## TEXTE FOURNI
# # #

Chapitre Six

PARENTS

Rapidement, les enfants arrivent: d'abord Micheline, puis Nicole, enfin Pierre et Bernard. Dans ces occasions importantes, Jean prend la plume et inscrit, dans le livre oû je consigne tous les évènements significatifs pour la famille, un commentaire pour la naissance ou le baptême de chacun des enfants.

Micheline - Petite Micheline est arrivée, après un long voyage, à minuit dix cette nuit[de]mars 1934. Reçue par sa maman Jeanie - qui a été bien courageuse, par son papa et par le docteur Sanche et garde Dupré. Le docteur est parti et tout le monde dort. Les grands-mamans et le grand-papa et tous les autres n'en savent encore rien! [ ] presque un oeuf de Pâques! Le bon Jésus va-t-il être content de t'apercevoir sitôt sa résurrection? Qu'il la protège bien! (7 1/8 lb, 31.4 pouces)

# # #

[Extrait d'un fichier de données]

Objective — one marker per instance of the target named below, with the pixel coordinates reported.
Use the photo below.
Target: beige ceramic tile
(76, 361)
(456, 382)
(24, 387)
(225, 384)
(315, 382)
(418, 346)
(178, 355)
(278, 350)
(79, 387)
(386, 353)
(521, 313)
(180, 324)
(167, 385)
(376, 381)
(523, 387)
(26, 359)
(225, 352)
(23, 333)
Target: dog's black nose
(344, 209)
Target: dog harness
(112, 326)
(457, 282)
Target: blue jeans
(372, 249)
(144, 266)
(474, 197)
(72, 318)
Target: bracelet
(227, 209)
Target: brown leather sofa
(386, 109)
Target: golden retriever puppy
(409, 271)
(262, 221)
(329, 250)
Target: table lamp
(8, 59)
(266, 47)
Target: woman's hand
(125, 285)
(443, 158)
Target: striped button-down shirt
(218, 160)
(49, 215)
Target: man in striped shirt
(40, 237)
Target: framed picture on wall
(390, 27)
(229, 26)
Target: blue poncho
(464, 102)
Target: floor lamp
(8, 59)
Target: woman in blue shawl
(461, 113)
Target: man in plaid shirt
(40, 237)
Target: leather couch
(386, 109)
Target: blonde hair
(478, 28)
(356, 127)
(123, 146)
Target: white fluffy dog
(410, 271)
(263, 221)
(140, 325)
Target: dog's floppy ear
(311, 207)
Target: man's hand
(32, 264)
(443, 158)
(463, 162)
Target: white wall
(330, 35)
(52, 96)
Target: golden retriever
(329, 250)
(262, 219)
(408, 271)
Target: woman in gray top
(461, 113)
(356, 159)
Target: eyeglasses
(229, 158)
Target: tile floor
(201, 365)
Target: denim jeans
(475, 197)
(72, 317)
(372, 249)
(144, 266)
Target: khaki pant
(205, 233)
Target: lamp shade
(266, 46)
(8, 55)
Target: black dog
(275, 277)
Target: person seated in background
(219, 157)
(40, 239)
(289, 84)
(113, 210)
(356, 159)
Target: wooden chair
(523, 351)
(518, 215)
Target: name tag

# # #

## EXERCICES À FAIRE
**1)** Selon le texte fourni, pourquoi Jean écrit-il un commentaire dans le livre de la famille ? Répondez en une à trois phrases.
**2)** D'après le texte fourni, à quelle heure Micheline est-elle arrivée ?
**3)** Les affirmations suivantes concordent-elles avec le texte fourni ? Pour chacune, répondez par oui ou non et citez les mots du texte qui tranchent.
(a) Pierre est le premier enfant à naître.
(b) Le docteur Sanche reste auprès de la famille après la naissance.
(c) Les grands-parents ne sont pas encore au courant de la naissance.

## RÉPONSES
**1)** Ce livre sert à consigner tous les évènements significatifs pour la famille. La naissance et le baptême de chaque enfant sont des occasions importantes, alors Jean y inscrit un commentaire pour chacun.

**2)** À minuit dix.

**3)**
(a) Non : « d'abord Micheline, puis Nicole, enfin Pierre et Bernard »
(b) Non : « Le docteur est parti et tout le monde dort. »
(c) Oui : « Les grands-mamans et le grand-papa et tous les autres n'en savent encore rien! »